Below are records. Copy every line with "that" in it.

------ Data shown

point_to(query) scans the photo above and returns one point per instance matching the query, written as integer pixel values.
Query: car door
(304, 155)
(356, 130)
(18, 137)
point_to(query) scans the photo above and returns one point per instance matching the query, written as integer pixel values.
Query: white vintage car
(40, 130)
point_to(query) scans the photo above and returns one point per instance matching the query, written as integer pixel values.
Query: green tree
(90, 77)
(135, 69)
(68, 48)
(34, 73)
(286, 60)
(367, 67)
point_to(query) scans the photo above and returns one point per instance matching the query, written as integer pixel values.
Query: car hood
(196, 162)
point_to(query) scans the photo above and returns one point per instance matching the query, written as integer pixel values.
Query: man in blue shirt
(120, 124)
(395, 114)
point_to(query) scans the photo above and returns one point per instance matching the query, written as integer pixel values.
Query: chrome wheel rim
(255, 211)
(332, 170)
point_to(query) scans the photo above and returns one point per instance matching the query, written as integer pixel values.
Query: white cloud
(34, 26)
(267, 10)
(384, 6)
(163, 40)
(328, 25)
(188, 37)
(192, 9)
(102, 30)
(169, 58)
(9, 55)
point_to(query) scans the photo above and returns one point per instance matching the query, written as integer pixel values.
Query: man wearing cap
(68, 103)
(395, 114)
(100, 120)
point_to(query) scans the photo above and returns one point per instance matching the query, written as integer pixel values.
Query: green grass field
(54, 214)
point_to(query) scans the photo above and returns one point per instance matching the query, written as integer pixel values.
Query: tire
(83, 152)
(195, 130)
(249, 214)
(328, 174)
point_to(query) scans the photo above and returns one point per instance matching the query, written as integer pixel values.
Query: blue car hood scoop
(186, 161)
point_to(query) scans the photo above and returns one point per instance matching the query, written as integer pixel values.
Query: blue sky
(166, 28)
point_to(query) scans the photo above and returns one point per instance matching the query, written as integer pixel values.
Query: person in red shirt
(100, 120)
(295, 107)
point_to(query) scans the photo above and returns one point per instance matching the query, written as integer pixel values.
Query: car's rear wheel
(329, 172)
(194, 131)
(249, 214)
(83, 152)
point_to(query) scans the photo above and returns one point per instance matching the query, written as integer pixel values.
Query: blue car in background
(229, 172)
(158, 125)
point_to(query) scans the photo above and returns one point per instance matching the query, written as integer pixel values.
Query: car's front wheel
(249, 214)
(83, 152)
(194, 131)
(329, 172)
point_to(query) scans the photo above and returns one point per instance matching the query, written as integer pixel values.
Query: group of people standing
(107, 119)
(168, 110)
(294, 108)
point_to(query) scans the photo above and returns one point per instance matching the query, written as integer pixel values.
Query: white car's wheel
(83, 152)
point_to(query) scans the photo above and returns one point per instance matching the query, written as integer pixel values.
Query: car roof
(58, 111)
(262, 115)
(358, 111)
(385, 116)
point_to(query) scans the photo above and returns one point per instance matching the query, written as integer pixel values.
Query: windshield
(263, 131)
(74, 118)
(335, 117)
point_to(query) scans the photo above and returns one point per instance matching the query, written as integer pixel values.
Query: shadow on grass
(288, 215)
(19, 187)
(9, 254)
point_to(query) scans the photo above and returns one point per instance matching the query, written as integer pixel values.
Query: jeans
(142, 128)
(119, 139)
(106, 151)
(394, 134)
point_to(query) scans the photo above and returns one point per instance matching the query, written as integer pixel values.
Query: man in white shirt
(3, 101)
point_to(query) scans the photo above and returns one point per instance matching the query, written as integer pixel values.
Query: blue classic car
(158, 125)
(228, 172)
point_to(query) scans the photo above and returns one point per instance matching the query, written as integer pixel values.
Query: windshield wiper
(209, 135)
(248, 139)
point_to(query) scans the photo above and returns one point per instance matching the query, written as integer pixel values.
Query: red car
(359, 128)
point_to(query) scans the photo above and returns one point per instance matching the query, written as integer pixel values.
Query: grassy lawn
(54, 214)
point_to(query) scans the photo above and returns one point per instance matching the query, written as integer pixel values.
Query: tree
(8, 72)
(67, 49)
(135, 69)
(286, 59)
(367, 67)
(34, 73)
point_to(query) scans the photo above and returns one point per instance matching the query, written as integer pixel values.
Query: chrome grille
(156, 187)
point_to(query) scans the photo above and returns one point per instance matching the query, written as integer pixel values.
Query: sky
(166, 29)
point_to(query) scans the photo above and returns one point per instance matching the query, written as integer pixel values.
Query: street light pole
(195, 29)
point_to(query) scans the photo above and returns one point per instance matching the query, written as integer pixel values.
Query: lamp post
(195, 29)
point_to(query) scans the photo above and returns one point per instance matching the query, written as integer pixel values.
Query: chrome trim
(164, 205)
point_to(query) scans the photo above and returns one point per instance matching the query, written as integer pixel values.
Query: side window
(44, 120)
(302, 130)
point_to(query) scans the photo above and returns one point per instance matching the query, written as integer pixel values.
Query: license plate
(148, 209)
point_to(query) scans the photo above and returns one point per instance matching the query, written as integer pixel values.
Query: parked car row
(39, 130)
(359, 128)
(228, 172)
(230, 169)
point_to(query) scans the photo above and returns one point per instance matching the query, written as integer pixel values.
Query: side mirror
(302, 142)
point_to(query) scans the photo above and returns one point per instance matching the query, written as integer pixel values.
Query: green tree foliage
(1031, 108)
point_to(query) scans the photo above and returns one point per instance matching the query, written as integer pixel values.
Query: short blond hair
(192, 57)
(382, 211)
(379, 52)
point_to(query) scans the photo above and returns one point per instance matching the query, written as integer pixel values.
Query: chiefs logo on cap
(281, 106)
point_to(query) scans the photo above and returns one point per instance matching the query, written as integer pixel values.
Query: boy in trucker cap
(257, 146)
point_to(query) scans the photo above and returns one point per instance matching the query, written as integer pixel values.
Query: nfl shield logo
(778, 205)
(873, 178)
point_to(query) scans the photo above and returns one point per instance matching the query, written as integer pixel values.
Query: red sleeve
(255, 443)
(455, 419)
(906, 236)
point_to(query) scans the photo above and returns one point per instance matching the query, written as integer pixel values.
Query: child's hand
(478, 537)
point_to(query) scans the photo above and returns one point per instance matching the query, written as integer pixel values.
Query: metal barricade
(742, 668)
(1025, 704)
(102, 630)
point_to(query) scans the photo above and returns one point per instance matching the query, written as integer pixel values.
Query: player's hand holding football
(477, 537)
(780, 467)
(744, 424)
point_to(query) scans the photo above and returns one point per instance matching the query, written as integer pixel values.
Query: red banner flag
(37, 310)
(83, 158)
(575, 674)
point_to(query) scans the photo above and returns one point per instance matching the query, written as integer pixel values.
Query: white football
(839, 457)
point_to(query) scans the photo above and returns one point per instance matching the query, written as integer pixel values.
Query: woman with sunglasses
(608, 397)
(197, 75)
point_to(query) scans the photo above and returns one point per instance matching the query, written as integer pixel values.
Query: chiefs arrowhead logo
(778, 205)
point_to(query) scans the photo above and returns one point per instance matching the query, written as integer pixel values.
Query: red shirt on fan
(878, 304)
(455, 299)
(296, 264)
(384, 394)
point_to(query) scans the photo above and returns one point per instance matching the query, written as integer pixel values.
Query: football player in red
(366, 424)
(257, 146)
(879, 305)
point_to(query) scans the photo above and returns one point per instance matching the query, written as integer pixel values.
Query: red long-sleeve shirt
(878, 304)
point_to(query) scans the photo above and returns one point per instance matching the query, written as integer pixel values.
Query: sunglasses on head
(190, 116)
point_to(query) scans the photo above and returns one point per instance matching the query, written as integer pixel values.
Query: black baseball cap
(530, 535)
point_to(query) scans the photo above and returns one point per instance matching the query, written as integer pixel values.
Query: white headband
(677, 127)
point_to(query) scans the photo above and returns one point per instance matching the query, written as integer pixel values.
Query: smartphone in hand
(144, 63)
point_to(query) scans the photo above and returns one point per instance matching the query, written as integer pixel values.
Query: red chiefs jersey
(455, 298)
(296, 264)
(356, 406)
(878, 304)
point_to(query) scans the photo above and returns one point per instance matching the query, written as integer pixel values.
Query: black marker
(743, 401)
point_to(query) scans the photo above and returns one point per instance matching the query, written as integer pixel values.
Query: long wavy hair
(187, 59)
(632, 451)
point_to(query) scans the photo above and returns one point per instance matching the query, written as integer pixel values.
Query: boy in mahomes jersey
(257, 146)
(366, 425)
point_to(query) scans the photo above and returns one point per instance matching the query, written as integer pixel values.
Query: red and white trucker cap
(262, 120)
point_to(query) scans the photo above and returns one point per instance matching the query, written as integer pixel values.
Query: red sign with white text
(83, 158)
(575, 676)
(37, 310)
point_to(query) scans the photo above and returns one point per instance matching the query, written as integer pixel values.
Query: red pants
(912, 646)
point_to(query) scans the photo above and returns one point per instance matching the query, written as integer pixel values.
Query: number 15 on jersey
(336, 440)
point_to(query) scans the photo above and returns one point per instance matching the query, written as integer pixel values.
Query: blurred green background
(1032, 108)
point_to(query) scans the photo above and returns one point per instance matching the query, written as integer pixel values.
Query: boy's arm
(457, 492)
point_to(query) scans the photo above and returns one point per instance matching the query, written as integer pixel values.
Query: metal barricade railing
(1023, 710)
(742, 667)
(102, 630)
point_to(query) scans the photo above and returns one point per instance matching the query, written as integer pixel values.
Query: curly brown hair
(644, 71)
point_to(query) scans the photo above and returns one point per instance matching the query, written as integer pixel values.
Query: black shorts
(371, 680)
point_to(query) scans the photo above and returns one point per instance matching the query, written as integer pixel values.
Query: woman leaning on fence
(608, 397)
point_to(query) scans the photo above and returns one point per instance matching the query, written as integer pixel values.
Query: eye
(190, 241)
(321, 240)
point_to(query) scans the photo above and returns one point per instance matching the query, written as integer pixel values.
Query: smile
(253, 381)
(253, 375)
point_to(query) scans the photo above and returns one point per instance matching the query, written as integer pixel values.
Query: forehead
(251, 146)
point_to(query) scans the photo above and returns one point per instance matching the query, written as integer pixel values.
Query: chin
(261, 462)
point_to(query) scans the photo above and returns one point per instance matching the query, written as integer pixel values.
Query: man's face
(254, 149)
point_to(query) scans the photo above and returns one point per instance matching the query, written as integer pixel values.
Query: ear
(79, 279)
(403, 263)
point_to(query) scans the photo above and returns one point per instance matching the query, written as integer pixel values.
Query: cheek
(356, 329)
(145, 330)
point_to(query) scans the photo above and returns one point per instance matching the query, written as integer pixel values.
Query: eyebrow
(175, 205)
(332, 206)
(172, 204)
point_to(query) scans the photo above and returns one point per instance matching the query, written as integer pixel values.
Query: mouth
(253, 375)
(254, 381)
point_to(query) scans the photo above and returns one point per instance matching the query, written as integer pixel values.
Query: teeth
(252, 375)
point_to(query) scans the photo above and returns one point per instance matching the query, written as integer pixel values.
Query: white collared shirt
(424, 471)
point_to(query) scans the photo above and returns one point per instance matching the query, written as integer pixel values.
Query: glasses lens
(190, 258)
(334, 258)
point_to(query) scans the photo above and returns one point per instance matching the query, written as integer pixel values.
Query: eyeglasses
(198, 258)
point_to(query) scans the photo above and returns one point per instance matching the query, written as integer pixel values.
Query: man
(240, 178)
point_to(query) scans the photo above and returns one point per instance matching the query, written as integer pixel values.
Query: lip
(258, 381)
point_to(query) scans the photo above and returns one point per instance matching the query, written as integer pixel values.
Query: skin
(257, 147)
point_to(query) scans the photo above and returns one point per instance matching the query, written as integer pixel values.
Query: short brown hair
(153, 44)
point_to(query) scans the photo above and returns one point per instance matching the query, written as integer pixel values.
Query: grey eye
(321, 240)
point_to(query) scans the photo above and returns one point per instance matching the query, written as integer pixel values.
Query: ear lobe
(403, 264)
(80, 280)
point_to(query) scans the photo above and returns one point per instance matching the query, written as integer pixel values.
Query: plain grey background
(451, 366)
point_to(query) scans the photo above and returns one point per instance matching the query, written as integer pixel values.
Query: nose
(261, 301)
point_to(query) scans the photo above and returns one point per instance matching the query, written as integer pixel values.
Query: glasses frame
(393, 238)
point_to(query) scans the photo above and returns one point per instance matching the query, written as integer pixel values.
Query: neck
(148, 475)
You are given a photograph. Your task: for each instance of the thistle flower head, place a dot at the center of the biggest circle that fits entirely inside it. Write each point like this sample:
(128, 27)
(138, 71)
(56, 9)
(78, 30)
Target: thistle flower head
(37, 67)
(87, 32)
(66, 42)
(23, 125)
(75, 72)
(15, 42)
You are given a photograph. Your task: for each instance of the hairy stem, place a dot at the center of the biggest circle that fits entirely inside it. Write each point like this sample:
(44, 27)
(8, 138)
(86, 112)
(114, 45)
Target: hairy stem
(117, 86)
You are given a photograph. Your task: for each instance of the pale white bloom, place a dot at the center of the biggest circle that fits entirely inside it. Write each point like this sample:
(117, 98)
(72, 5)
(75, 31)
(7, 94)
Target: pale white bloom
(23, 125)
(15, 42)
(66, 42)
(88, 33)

------------

Reply:
You are given a photograph. Your task: for each instance of the thistle flower head, place a dot at the center of the biggest circle that fits entirely inside it. Write each point like this sample:
You are given a photograph. Your task: for each instance of the hairy stem, place a dot at the center of the biggest circle that fits entirely inside it. Write each point like this sample:
You are given a photograph. Your task: for each instance of the pale white bloom, place a dot at the center of the biggest circle that fits entirely inside it. Write each point like this sample:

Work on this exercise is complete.